[Entries from an annotation dataset]
^^^^^^^^^^^^^^^^

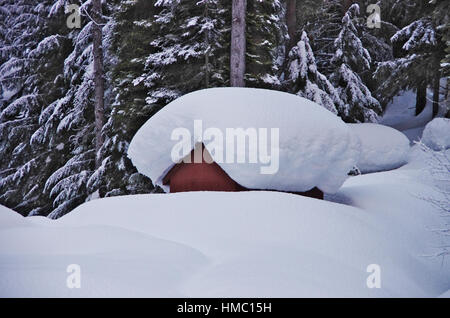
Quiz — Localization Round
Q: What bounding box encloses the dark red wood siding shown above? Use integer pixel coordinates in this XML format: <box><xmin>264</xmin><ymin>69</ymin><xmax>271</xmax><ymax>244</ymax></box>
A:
<box><xmin>163</xmin><ymin>146</ymin><xmax>323</xmax><ymax>199</ymax></box>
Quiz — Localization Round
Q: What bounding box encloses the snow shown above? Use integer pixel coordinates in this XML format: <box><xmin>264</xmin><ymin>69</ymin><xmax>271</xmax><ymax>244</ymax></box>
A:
<box><xmin>0</xmin><ymin>149</ymin><xmax>450</xmax><ymax>297</ymax></box>
<box><xmin>422</xmin><ymin>118</ymin><xmax>450</xmax><ymax>150</ymax></box>
<box><xmin>128</xmin><ymin>88</ymin><xmax>359</xmax><ymax>193</ymax></box>
<box><xmin>349</xmin><ymin>123</ymin><xmax>410</xmax><ymax>173</ymax></box>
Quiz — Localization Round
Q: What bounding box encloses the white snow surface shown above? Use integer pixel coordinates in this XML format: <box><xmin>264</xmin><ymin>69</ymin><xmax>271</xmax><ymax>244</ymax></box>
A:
<box><xmin>349</xmin><ymin>123</ymin><xmax>410</xmax><ymax>173</ymax></box>
<box><xmin>422</xmin><ymin>118</ymin><xmax>450</xmax><ymax>150</ymax></box>
<box><xmin>0</xmin><ymin>147</ymin><xmax>450</xmax><ymax>297</ymax></box>
<box><xmin>128</xmin><ymin>88</ymin><xmax>359</xmax><ymax>193</ymax></box>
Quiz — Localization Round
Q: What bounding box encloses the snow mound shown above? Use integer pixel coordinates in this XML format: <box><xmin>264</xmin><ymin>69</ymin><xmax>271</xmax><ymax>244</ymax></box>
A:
<box><xmin>128</xmin><ymin>88</ymin><xmax>359</xmax><ymax>193</ymax></box>
<box><xmin>0</xmin><ymin>174</ymin><xmax>450</xmax><ymax>298</ymax></box>
<box><xmin>349</xmin><ymin>124</ymin><xmax>410</xmax><ymax>173</ymax></box>
<box><xmin>422</xmin><ymin>118</ymin><xmax>450</xmax><ymax>151</ymax></box>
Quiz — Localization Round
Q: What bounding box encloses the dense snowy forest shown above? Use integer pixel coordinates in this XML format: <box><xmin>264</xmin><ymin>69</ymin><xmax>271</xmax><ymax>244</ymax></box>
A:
<box><xmin>0</xmin><ymin>0</ymin><xmax>450</xmax><ymax>218</ymax></box>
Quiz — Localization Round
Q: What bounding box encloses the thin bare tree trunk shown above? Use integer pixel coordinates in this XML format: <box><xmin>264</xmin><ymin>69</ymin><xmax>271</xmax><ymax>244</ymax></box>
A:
<box><xmin>416</xmin><ymin>82</ymin><xmax>427</xmax><ymax>116</ymax></box>
<box><xmin>230</xmin><ymin>0</ymin><xmax>247</xmax><ymax>87</ymax></box>
<box><xmin>286</xmin><ymin>0</ymin><xmax>297</xmax><ymax>52</ymax></box>
<box><xmin>92</xmin><ymin>0</ymin><xmax>105</xmax><ymax>168</ymax></box>
<box><xmin>433</xmin><ymin>69</ymin><xmax>441</xmax><ymax>118</ymax></box>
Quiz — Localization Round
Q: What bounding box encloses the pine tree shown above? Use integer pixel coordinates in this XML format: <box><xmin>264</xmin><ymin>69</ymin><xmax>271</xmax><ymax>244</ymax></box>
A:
<box><xmin>0</xmin><ymin>0</ymin><xmax>67</xmax><ymax>215</ymax></box>
<box><xmin>375</xmin><ymin>0</ymin><xmax>445</xmax><ymax>115</ymax></box>
<box><xmin>245</xmin><ymin>0</ymin><xmax>288</xmax><ymax>89</ymax></box>
<box><xmin>32</xmin><ymin>1</ymin><xmax>111</xmax><ymax>218</ymax></box>
<box><xmin>134</xmin><ymin>0</ymin><xmax>230</xmax><ymax>107</ymax></box>
<box><xmin>87</xmin><ymin>1</ymin><xmax>159</xmax><ymax>197</ymax></box>
<box><xmin>297</xmin><ymin>0</ymin><xmax>343</xmax><ymax>76</ymax></box>
<box><xmin>331</xmin><ymin>4</ymin><xmax>382</xmax><ymax>122</ymax></box>
<box><xmin>287</xmin><ymin>32</ymin><xmax>348</xmax><ymax>117</ymax></box>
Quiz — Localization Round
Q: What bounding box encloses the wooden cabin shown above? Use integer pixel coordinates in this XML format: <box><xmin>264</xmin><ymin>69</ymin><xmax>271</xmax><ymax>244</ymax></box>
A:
<box><xmin>163</xmin><ymin>145</ymin><xmax>323</xmax><ymax>199</ymax></box>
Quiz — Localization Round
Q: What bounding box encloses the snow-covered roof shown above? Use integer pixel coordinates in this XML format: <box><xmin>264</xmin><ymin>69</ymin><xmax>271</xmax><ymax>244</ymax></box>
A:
<box><xmin>128</xmin><ymin>88</ymin><xmax>359</xmax><ymax>193</ymax></box>
<box><xmin>348</xmin><ymin>123</ymin><xmax>410</xmax><ymax>173</ymax></box>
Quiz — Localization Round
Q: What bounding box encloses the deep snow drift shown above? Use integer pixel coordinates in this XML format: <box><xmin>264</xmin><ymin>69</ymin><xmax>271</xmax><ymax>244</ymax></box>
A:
<box><xmin>0</xmin><ymin>149</ymin><xmax>450</xmax><ymax>297</ymax></box>
<box><xmin>349</xmin><ymin>124</ymin><xmax>410</xmax><ymax>173</ymax></box>
<box><xmin>422</xmin><ymin>118</ymin><xmax>450</xmax><ymax>151</ymax></box>
<box><xmin>128</xmin><ymin>88</ymin><xmax>359</xmax><ymax>193</ymax></box>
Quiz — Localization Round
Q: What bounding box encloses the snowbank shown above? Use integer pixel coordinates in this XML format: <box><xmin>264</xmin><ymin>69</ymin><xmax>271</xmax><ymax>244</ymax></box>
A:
<box><xmin>128</xmin><ymin>88</ymin><xmax>359</xmax><ymax>193</ymax></box>
<box><xmin>349</xmin><ymin>124</ymin><xmax>410</xmax><ymax>173</ymax></box>
<box><xmin>0</xmin><ymin>150</ymin><xmax>450</xmax><ymax>297</ymax></box>
<box><xmin>422</xmin><ymin>118</ymin><xmax>450</xmax><ymax>151</ymax></box>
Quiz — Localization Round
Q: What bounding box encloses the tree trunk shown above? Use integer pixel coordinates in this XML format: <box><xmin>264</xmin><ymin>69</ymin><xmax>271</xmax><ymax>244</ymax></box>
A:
<box><xmin>416</xmin><ymin>82</ymin><xmax>427</xmax><ymax>116</ymax></box>
<box><xmin>286</xmin><ymin>0</ymin><xmax>297</xmax><ymax>52</ymax></box>
<box><xmin>433</xmin><ymin>69</ymin><xmax>441</xmax><ymax>118</ymax></box>
<box><xmin>444</xmin><ymin>77</ymin><xmax>450</xmax><ymax>118</ymax></box>
<box><xmin>92</xmin><ymin>0</ymin><xmax>105</xmax><ymax>168</ymax></box>
<box><xmin>230</xmin><ymin>0</ymin><xmax>247</xmax><ymax>87</ymax></box>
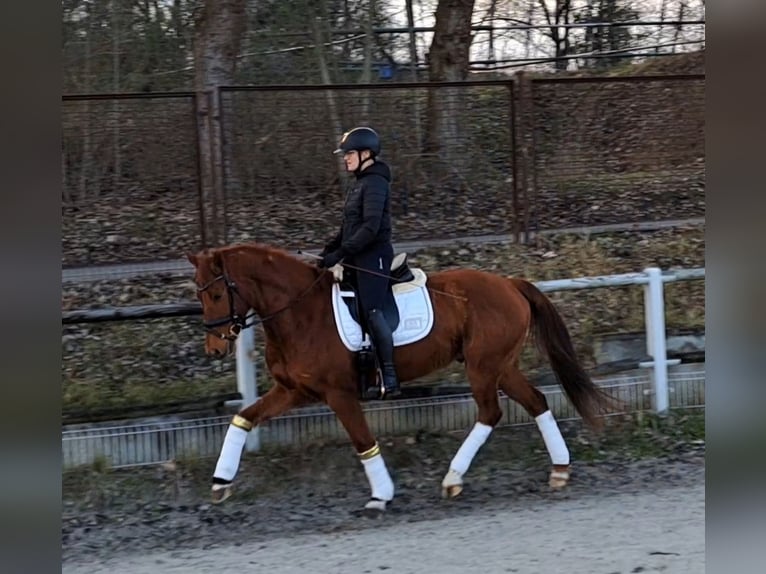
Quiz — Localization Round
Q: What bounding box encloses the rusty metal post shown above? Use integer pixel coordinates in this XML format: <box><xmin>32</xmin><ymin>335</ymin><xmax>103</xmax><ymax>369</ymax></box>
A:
<box><xmin>216</xmin><ymin>86</ymin><xmax>229</xmax><ymax>243</ymax></box>
<box><xmin>192</xmin><ymin>93</ymin><xmax>209</xmax><ymax>249</ymax></box>
<box><xmin>508</xmin><ymin>80</ymin><xmax>521</xmax><ymax>245</ymax></box>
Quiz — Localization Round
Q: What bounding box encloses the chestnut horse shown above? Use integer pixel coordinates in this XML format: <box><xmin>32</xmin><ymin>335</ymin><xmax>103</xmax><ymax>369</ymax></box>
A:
<box><xmin>187</xmin><ymin>244</ymin><xmax>611</xmax><ymax>510</ymax></box>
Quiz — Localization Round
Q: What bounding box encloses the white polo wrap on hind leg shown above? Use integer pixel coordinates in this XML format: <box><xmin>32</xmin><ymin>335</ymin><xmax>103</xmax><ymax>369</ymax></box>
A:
<box><xmin>359</xmin><ymin>443</ymin><xmax>394</xmax><ymax>501</ymax></box>
<box><xmin>535</xmin><ymin>410</ymin><xmax>569</xmax><ymax>465</ymax></box>
<box><xmin>213</xmin><ymin>415</ymin><xmax>253</xmax><ymax>482</ymax></box>
<box><xmin>450</xmin><ymin>422</ymin><xmax>492</xmax><ymax>476</ymax></box>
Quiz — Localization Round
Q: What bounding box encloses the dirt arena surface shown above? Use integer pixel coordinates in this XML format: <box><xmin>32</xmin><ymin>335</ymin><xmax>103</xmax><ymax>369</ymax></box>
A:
<box><xmin>62</xmin><ymin>417</ymin><xmax>705</xmax><ymax>574</ymax></box>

^^^^^^^^^^^^^^^^

§ Instruction:
Please give only the number of lines in the records that contain the word "white", counting case as significant.

§ The solution:
2